**What is expected:** Collect every line below that contains the word "Question". Case counts.
======== Records shown ========
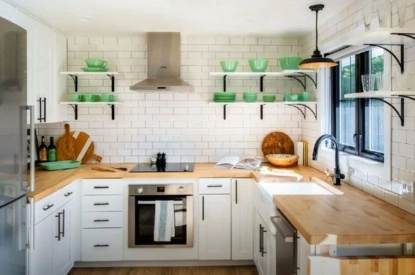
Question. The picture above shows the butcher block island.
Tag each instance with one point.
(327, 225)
========
======== Records shown ========
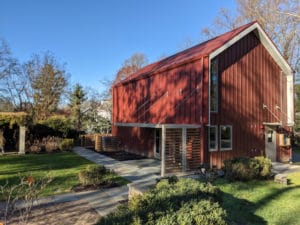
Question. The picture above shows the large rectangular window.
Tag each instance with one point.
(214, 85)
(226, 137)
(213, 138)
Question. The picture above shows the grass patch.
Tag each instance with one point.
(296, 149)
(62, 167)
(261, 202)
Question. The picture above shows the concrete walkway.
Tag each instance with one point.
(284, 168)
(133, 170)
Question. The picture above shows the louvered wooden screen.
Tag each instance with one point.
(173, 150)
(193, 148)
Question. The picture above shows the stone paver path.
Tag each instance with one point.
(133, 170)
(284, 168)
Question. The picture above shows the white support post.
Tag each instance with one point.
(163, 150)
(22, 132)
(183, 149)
========
**Worked answer:**
Question. The picture above shows the butcher block island.
Question. The picture above shows the large rectangular window.
Question. The picture above shows the grass patch.
Question. The picture above shows the concrete walkway.
Question. The picture above shows the louvered wooden screen.
Question. The picture above shows the stone paver path.
Question. The picture above shows the white support post.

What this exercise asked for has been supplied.